Data for the task:
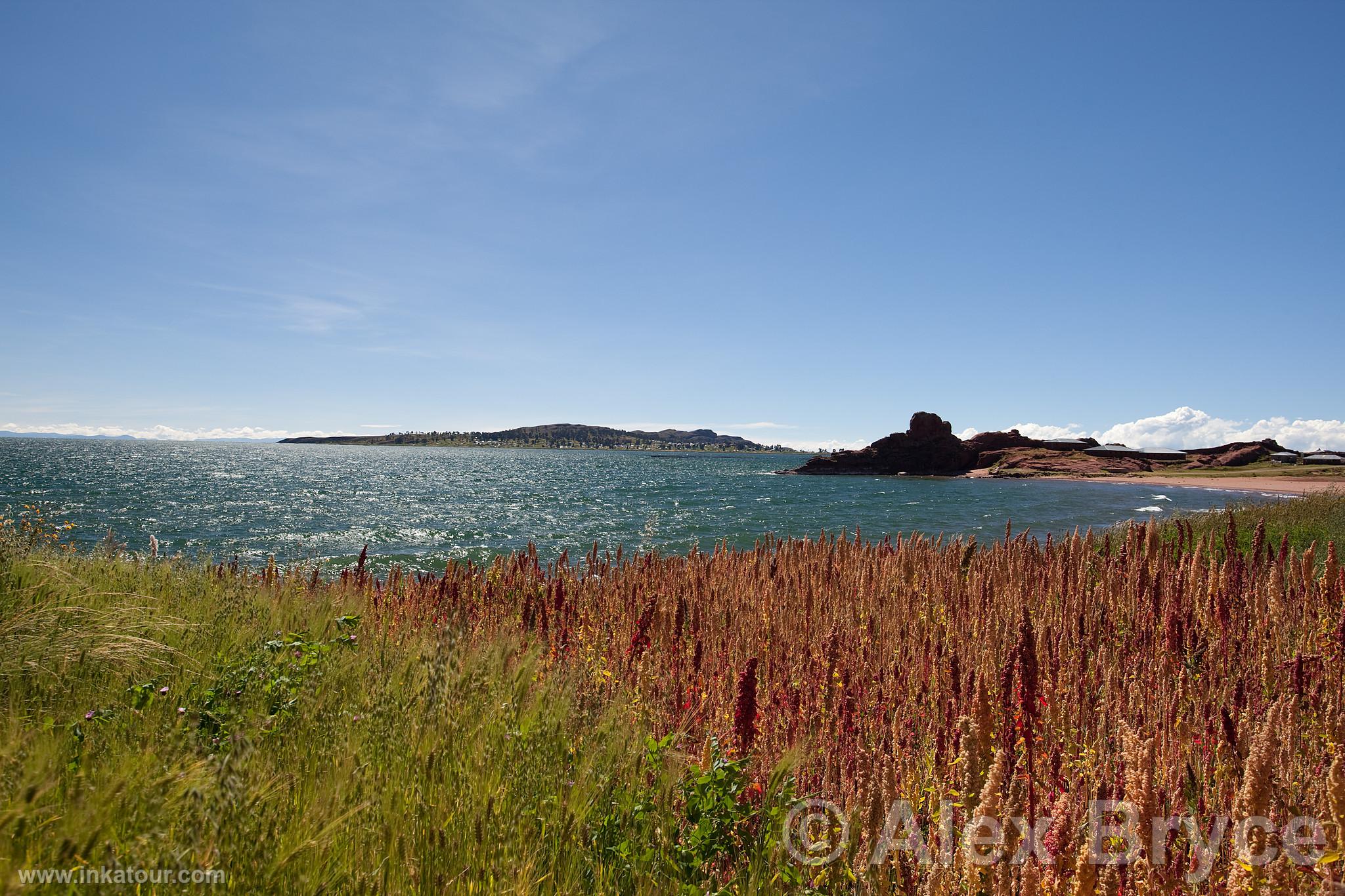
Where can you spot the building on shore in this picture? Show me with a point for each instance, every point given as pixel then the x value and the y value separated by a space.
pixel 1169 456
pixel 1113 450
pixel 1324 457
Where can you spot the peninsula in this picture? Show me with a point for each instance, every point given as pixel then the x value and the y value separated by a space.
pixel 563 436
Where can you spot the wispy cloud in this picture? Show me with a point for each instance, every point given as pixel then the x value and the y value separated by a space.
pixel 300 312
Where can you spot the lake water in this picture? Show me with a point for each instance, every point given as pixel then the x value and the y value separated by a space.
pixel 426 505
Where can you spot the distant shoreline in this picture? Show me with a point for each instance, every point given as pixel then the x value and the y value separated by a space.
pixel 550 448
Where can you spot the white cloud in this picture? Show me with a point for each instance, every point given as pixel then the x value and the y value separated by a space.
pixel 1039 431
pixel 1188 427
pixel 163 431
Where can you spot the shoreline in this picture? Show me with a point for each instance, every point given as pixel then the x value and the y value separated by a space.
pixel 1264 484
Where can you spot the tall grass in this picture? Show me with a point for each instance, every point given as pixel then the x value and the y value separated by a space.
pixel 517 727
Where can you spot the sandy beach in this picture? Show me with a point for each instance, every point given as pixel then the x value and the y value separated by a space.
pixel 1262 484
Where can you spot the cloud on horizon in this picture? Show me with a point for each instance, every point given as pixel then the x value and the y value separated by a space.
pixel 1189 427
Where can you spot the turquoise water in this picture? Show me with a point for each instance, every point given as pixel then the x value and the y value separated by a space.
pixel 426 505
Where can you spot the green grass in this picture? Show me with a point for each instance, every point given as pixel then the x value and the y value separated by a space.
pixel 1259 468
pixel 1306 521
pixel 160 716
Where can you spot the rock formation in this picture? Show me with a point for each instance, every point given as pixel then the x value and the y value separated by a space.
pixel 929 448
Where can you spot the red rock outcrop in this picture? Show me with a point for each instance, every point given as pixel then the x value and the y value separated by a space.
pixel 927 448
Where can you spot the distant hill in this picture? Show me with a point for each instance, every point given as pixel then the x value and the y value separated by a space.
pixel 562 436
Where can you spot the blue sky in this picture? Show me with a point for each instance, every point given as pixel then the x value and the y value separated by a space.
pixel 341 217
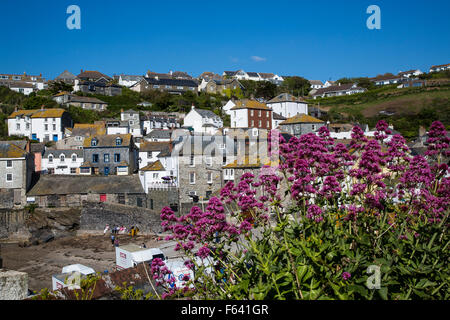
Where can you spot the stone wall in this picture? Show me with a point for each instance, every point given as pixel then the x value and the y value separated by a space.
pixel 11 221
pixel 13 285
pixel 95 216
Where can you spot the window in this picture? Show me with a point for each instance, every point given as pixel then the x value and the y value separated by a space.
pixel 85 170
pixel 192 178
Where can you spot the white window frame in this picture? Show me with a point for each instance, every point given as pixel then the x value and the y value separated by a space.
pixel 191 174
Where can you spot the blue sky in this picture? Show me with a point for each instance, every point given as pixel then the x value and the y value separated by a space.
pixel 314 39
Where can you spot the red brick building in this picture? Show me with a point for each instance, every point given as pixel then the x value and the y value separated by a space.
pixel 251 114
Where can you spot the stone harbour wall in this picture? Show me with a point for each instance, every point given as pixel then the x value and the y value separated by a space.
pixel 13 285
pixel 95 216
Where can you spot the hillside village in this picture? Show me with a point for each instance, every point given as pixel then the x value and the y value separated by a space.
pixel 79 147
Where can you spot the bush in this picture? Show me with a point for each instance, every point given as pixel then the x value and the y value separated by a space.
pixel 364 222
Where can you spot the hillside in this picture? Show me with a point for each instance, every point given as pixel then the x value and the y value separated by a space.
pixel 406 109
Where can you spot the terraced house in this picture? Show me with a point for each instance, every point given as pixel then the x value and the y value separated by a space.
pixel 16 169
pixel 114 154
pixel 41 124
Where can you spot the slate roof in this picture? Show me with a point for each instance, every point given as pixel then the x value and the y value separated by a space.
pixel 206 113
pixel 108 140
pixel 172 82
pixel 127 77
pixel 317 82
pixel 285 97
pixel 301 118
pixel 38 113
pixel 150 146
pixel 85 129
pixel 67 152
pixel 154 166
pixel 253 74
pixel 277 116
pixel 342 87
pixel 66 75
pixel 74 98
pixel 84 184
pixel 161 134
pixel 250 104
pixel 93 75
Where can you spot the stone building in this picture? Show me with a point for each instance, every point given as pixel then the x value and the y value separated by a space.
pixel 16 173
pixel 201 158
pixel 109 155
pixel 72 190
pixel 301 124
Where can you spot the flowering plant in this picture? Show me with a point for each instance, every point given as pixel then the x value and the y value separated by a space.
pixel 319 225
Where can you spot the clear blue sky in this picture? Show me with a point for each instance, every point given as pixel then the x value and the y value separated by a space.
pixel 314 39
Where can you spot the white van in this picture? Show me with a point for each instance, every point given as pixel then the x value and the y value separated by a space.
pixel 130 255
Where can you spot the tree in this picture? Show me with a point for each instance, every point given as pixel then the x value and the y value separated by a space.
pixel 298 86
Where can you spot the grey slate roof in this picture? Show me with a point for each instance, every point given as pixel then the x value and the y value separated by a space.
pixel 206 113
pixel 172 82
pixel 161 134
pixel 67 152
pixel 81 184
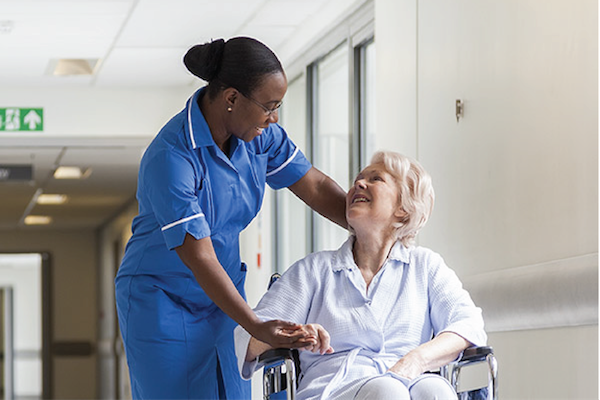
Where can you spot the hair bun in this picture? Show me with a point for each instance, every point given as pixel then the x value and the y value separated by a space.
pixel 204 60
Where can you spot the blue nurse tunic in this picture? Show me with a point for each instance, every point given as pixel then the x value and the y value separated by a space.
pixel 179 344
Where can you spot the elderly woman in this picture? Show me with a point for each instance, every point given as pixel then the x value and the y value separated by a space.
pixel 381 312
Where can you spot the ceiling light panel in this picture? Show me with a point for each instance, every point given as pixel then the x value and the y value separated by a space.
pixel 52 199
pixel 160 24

...

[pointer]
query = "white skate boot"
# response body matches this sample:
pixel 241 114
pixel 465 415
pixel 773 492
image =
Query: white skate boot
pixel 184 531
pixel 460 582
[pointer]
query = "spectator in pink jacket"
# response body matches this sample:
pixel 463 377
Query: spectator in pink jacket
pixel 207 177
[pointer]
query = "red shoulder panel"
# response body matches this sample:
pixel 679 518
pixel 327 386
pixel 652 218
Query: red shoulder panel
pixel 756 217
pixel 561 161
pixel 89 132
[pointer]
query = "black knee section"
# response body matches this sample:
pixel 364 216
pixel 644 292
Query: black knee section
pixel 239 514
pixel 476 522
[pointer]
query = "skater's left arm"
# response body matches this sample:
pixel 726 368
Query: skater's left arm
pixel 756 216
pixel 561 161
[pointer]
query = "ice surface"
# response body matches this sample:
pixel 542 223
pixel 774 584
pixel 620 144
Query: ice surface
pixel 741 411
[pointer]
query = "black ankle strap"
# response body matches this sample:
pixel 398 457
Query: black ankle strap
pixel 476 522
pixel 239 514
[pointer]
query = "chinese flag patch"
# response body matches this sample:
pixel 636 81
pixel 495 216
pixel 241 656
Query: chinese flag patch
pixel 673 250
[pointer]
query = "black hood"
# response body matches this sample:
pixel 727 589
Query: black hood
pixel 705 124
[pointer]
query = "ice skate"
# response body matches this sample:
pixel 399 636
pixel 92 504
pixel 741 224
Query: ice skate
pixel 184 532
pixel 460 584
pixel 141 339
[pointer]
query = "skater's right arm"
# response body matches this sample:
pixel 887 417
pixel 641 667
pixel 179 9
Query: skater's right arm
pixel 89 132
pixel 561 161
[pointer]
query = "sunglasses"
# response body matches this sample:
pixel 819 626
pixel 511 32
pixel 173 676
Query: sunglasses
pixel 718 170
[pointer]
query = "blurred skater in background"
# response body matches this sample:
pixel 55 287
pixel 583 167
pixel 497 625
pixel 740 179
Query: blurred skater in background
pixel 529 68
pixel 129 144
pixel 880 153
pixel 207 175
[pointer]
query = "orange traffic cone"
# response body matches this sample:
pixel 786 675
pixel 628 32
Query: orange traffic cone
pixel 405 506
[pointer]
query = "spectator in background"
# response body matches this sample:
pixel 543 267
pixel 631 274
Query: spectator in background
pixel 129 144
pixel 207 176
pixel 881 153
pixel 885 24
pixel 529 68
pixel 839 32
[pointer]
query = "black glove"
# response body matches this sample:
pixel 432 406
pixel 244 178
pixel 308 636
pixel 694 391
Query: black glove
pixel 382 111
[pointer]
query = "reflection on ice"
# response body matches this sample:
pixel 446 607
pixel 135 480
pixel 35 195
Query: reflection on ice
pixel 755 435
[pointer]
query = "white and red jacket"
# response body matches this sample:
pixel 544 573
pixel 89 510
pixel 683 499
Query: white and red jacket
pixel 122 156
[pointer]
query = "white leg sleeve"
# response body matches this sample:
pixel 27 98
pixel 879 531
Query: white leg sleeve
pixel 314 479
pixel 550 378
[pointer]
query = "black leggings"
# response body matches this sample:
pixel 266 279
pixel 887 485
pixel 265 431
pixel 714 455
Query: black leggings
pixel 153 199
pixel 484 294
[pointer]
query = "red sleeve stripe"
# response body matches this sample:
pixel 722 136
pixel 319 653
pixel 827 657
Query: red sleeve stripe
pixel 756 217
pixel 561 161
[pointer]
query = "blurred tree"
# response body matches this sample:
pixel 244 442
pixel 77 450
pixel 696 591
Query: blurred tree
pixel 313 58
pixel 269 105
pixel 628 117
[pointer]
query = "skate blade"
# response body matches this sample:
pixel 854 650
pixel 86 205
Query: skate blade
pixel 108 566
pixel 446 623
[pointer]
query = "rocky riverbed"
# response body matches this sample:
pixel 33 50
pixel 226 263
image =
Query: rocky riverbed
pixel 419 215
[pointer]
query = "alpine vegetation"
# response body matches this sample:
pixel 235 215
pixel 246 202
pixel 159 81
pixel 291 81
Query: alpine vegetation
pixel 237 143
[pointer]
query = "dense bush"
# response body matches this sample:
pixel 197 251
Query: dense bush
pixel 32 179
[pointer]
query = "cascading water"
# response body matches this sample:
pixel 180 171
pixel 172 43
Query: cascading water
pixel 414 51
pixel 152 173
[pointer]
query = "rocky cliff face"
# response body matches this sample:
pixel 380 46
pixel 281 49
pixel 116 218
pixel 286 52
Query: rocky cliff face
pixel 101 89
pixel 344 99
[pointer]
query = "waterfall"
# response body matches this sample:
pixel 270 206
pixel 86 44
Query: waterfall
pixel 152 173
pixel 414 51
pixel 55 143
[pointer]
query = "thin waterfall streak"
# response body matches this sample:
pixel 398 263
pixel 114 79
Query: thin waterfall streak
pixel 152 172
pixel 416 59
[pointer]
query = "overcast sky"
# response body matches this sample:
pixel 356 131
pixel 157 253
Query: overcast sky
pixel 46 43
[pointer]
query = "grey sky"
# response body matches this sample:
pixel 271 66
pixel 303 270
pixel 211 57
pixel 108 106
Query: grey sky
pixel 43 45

--

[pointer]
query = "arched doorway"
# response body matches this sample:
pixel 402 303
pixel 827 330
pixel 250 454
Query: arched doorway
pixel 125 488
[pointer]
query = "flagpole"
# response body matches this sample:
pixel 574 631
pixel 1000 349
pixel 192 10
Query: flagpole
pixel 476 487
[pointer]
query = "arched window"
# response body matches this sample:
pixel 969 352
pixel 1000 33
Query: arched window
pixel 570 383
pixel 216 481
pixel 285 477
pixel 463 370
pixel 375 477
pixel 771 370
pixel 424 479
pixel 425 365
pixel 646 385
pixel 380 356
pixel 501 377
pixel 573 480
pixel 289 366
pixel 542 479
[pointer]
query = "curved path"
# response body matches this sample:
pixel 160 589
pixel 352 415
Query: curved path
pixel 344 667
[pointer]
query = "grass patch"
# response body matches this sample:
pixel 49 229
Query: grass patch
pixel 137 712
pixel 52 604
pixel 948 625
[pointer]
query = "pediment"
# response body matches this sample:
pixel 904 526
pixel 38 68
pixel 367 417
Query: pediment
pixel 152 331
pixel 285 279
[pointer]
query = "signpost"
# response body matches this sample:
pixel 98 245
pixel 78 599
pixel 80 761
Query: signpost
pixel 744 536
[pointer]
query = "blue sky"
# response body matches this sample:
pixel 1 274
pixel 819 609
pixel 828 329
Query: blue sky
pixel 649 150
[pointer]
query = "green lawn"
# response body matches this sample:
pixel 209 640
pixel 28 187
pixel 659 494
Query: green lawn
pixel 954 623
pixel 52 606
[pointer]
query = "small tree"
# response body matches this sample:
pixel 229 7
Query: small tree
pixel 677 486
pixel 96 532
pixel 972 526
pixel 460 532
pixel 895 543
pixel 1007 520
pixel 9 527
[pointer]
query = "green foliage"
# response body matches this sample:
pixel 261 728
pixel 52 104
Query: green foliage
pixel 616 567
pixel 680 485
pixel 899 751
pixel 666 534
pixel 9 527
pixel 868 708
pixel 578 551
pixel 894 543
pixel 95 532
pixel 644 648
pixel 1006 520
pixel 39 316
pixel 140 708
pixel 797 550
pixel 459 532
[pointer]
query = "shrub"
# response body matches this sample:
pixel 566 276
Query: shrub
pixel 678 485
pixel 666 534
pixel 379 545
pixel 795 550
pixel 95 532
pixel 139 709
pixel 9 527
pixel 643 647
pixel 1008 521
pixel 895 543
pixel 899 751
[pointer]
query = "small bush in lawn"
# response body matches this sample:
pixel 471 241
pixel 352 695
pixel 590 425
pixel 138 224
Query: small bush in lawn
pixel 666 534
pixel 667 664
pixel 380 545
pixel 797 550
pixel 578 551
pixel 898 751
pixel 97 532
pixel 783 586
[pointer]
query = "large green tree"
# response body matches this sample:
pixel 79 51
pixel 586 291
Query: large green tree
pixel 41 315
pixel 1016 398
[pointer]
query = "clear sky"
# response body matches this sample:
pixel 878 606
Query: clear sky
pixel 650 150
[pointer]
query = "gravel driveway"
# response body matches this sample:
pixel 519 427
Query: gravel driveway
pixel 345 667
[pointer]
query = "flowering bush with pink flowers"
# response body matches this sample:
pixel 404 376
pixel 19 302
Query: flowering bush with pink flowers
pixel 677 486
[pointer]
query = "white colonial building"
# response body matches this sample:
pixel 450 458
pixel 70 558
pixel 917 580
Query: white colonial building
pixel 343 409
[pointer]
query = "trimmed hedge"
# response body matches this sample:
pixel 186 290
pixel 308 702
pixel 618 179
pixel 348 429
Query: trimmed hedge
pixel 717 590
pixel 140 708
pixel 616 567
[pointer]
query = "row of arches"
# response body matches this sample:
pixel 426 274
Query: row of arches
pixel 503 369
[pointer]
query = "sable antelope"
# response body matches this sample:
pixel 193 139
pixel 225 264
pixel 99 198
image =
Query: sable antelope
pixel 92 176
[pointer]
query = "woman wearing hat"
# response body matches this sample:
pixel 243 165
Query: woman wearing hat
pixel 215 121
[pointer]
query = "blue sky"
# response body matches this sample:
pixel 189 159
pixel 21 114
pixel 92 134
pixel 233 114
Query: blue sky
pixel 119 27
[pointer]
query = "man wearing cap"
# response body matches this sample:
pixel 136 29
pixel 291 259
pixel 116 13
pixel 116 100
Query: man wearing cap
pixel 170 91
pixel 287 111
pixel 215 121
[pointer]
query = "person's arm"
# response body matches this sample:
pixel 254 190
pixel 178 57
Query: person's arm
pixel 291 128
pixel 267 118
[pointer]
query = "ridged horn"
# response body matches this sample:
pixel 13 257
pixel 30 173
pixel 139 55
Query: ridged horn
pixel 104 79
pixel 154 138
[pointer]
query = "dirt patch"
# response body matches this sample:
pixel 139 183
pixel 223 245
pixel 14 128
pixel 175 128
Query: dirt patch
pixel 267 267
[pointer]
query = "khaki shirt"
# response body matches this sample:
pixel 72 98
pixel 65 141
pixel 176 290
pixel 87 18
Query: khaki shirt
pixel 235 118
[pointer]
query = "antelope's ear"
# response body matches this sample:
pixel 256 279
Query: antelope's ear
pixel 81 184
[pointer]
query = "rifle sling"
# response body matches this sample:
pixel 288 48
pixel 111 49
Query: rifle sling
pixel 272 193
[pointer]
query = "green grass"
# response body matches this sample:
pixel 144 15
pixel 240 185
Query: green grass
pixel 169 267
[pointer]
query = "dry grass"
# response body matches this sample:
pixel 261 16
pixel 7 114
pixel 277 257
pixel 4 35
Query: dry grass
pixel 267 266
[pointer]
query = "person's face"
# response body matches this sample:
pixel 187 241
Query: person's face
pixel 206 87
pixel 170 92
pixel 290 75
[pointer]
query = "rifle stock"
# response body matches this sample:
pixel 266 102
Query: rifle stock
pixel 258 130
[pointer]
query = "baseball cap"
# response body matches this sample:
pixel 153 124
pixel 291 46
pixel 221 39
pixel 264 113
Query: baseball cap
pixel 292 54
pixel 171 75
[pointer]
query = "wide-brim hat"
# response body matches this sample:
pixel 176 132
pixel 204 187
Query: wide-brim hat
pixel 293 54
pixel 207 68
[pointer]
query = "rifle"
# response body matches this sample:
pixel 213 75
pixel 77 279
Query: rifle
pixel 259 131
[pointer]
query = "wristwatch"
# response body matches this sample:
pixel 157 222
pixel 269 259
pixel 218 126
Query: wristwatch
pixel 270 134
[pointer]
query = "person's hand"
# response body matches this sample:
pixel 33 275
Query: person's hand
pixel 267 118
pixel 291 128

Problem to solve: Copy out every line of the material above that contains the string "distant", treating uppercase and lowercase letters as different.

Written answer:
Where can you spot the distant shoreline in this picture? Show me with a point for each instance, every point given as pixel then the x value and the y value separated by a space.
Where can you spot the distant hill in this picture? Show me with a point for each instance, every point given as pixel then the x value and the y value separated by a space.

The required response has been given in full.